→ Raw data
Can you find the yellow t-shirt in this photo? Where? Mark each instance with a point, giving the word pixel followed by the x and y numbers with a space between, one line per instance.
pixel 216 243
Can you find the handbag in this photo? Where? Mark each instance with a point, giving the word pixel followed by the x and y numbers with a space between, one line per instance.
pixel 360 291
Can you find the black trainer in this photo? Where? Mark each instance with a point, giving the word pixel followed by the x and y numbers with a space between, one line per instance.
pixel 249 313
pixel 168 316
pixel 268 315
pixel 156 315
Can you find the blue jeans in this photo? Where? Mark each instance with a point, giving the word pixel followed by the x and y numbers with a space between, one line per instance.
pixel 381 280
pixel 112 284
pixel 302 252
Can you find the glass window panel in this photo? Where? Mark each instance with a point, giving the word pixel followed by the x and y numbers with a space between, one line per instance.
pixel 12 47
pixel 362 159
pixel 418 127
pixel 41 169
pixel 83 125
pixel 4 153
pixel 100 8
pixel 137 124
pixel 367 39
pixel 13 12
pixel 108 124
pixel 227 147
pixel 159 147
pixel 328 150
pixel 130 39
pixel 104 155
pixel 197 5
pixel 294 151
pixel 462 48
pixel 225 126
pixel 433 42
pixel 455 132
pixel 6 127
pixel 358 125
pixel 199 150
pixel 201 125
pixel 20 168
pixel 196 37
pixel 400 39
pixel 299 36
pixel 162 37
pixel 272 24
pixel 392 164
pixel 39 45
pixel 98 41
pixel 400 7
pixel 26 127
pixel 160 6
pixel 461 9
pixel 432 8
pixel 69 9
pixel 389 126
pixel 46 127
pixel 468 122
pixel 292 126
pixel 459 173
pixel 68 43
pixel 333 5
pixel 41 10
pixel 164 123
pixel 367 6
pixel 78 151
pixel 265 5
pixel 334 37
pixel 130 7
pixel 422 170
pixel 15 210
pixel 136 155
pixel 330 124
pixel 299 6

→ Problem to solve
The full listing should be reproduced exactly.

→ Answer space
Can you find the yellow t-shirt in this photo? Where? Mark each instance with a point, giving the word pixel followed by the x and y numbers with a space between, one line per instance.
pixel 216 243
Can you find the handbag in this photo? Where? Mark each instance with a point, giving the word pixel followed by the x and y numbers with a space between, one line per instance.
pixel 360 291
Can you find the black trainer in this photo? Where? Mark each instance with a point, giving the word pixel followed by the x and y numbers with a space between, one line per instance.
pixel 249 313
pixel 168 316
pixel 268 315
pixel 156 315
Can you find the blue jeans in this photo? Where? Mark each instance with a point, giving the word pixel followed by the x and y numbers with a space between, one line per instance.
pixel 381 280
pixel 112 284
pixel 302 252
Can you find the glass window panel in this photo? Where? Mark each instance with a point, giving the word pixel followed by the x and y numbers with a space between, one line per instance.
pixel 12 47
pixel 362 159
pixel 418 127
pixel 41 169
pixel 83 125
pixel 4 153
pixel 100 8
pixel 137 124
pixel 367 39
pixel 13 12
pixel 108 124
pixel 227 147
pixel 159 147
pixel 328 150
pixel 130 39
pixel 104 155
pixel 197 5
pixel 294 151
pixel 462 48
pixel 225 126
pixel 433 42
pixel 455 132
pixel 6 127
pixel 358 125
pixel 199 150
pixel 201 125
pixel 20 168
pixel 196 37
pixel 400 39
pixel 299 36
pixel 162 37
pixel 272 24
pixel 392 164
pixel 39 45
pixel 98 41
pixel 400 7
pixel 26 127
pixel 160 6
pixel 461 9
pixel 432 8
pixel 69 9
pixel 389 126
pixel 46 127
pixel 468 122
pixel 292 126
pixel 459 173
pixel 68 43
pixel 333 5
pixel 41 10
pixel 164 123
pixel 367 6
pixel 78 151
pixel 265 5
pixel 334 37
pixel 130 7
pixel 422 170
pixel 15 210
pixel 136 155
pixel 330 124
pixel 299 6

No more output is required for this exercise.